**Task statement:** From the line containing "Task: point out the white road" to the very last line, repeat everything exactly and add nothing else. Skip the pictures.
§ §
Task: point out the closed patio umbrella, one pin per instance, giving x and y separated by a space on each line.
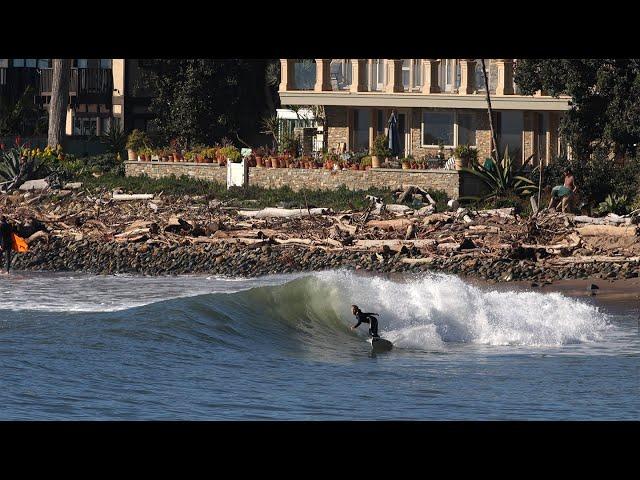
394 137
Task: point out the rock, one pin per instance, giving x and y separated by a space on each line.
41 184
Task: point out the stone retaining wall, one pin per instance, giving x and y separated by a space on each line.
454 183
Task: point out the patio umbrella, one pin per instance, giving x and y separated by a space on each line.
394 138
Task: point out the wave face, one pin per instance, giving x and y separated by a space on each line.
426 313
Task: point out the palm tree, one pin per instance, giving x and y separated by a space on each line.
59 100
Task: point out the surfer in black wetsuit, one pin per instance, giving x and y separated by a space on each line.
6 240
366 318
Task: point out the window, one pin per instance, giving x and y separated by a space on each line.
361 124
406 73
380 122
466 128
85 126
417 72
437 127
510 126
541 146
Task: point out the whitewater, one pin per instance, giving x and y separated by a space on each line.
279 347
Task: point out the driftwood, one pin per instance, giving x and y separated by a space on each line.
604 230
592 259
135 196
394 245
394 224
282 212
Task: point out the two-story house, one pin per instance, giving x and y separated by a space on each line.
102 91
439 102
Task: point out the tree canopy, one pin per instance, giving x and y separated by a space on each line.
605 99
202 100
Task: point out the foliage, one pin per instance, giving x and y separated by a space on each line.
615 204
197 100
381 147
17 165
596 177
115 140
289 143
137 140
504 180
231 153
605 99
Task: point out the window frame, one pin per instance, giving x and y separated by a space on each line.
456 125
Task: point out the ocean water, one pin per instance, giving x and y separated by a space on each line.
205 348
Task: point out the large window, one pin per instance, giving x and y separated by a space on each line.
510 126
437 127
450 128
85 126
466 128
361 124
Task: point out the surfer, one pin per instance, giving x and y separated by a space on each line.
366 318
6 234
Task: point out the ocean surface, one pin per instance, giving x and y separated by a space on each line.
196 347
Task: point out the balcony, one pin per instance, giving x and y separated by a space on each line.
430 82
86 85
14 81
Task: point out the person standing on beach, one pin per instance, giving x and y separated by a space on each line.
366 318
6 240
564 192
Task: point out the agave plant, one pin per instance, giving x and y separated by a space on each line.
16 167
502 178
618 204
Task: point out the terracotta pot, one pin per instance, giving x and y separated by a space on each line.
460 163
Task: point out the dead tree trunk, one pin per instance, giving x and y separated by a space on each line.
59 100
493 132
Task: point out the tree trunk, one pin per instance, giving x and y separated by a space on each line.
493 132
59 100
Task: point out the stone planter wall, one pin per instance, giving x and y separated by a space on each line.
454 183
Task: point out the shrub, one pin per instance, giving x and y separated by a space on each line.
137 140
596 178
381 147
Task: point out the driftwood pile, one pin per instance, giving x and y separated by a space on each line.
418 235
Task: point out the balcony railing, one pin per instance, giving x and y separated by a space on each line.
87 85
428 76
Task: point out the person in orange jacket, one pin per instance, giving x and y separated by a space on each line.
6 240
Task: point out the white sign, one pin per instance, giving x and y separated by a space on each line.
237 174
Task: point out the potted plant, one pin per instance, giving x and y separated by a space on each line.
464 156
136 141
380 150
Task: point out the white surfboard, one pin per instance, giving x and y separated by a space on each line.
381 344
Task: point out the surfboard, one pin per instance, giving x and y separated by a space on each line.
381 344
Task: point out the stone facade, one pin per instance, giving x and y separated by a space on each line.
454 183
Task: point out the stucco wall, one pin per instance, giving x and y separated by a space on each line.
452 182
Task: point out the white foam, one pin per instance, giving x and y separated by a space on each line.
438 309
109 293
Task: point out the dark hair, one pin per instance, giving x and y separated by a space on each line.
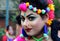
39 4
18 19
54 30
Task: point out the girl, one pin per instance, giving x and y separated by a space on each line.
36 18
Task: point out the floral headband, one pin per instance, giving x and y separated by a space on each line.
50 10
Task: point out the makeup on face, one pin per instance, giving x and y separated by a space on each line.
30 17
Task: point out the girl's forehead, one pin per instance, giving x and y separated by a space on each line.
28 12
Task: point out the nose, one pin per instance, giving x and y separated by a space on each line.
26 23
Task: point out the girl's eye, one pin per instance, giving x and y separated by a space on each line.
31 18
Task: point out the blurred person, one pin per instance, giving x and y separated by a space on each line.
55 27
18 25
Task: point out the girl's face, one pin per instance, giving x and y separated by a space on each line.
10 30
32 22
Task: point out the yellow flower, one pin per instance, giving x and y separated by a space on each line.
27 4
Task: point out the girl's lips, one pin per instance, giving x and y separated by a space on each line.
28 29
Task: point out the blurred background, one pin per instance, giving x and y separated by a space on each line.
9 11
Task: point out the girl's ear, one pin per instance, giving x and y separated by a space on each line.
46 17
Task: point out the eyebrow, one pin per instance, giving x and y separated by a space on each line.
28 15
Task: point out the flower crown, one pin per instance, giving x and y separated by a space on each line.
50 10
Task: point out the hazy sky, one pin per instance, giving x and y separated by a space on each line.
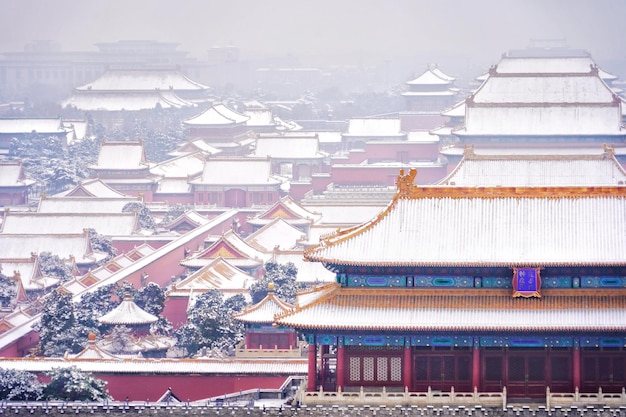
356 29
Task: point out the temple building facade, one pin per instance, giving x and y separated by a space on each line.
473 289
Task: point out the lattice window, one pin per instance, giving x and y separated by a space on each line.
368 368
381 371
355 369
396 368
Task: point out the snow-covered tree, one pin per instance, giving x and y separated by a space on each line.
151 298
173 212
72 384
93 305
52 265
146 220
284 278
101 243
59 331
8 290
211 324
16 385
122 342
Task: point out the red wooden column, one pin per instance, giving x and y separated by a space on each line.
576 366
476 366
407 374
323 364
341 366
312 371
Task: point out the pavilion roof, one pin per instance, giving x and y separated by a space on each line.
93 187
143 79
278 234
121 155
401 309
128 313
217 115
88 100
218 274
264 311
542 168
12 175
288 147
108 224
486 226
238 171
289 210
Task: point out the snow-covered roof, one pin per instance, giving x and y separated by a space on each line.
276 234
219 274
217 115
542 120
540 169
308 272
194 146
238 171
333 307
546 65
539 89
28 273
259 117
264 311
93 188
344 215
288 147
125 100
29 125
143 79
128 313
65 246
83 205
544 97
486 226
182 166
162 366
457 110
231 247
374 127
12 175
108 224
121 155
432 77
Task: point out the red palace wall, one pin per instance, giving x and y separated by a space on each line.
187 387
175 310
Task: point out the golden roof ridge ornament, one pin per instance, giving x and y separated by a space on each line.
405 183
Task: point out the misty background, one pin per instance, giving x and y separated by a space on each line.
462 37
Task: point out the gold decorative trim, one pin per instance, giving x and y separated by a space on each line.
408 190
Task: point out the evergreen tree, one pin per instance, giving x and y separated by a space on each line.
211 324
16 385
52 265
57 321
146 220
284 278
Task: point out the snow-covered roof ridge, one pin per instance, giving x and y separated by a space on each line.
128 313
541 168
578 226
143 79
265 310
217 115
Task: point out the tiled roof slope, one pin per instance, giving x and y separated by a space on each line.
453 310
486 226
536 170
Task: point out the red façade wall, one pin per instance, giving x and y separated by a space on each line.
139 387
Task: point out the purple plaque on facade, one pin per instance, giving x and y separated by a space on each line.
526 282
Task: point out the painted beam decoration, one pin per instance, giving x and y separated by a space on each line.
526 282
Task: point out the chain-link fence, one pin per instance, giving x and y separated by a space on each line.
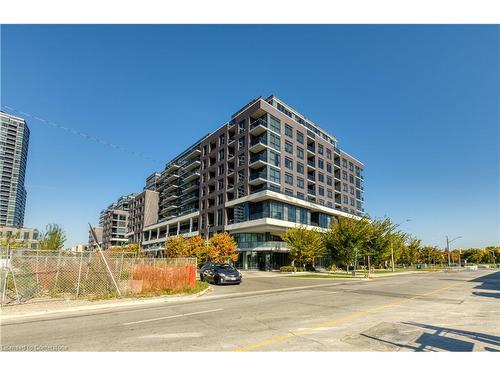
27 275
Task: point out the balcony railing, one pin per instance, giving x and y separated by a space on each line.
261 157
256 175
262 140
258 122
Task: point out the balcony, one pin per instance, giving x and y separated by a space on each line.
193 154
192 176
258 161
257 178
171 188
171 197
171 178
193 164
172 167
187 188
258 144
258 127
191 198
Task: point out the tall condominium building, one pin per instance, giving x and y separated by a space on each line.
114 222
142 211
14 138
268 169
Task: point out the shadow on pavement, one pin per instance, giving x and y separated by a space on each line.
434 338
490 285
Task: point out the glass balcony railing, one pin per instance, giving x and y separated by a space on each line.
262 140
261 157
259 122
256 175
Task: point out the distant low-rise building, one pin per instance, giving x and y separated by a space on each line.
92 243
28 238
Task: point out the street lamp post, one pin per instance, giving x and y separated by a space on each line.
392 247
448 248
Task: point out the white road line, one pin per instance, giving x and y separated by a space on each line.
171 317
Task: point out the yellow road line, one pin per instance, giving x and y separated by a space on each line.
329 323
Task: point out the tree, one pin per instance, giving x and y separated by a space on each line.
410 253
53 238
346 238
305 245
221 248
12 240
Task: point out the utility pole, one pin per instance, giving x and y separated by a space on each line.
448 241
392 246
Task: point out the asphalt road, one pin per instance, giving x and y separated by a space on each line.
455 311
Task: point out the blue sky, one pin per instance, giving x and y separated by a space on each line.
419 105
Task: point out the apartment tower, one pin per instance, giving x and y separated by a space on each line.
14 138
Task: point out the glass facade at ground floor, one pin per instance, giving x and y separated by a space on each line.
262 260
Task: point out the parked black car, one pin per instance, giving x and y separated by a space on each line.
220 274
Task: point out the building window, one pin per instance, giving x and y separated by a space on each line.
300 152
329 154
274 124
274 175
274 158
274 141
241 126
300 137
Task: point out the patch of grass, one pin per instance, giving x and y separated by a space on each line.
325 276
199 287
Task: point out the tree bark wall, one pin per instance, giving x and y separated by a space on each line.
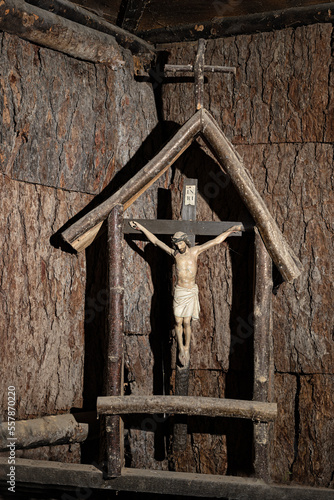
278 112
67 129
§ §
**Correct response:**
Task: point out the white road line, one pin per instance, giving x and y separated by a space on each line.
171 317
Task: point out the yellow road line, one pin per instance, giving x and y separated by a space on each line.
329 323
Task: point out the tree, one pin per instance, giving x and y separated by a space on each line.
410 253
53 238
346 238
305 245
221 248
12 240
Task: point out the utility pole, one pin per instance, giving x and y separated by a space on each line.
448 241
392 246
Task: point out the asphalt road, one pin per instance, giving x and y separated by a space on each line.
455 311
Task: point out the blue sky, one pin per instance, giving x and y separated by a space on each line.
419 105
Task: point out the apartment tower, one pin per instance, giving x and y separated by a space on each line.
14 138
Task: point out the glass facade at ground floor, one pin per instance, giving x and y separated by a space on each line.
262 260
Task: point out the parked black car, one pin per instance, giving x and y separated by a space on each line.
220 274
Task: point out the building window, one pin per instance, giving x and y separated by a space on each line.
300 152
329 154
274 124
274 175
274 158
274 141
241 126
300 137
Task: point out the patch of grass, one pin per instance, giving x and y separated by a space on each line.
325 276
199 287
Task: point out the tree bark wall, one pin per instance, giving x and y separated by a space on each line.
278 112
67 129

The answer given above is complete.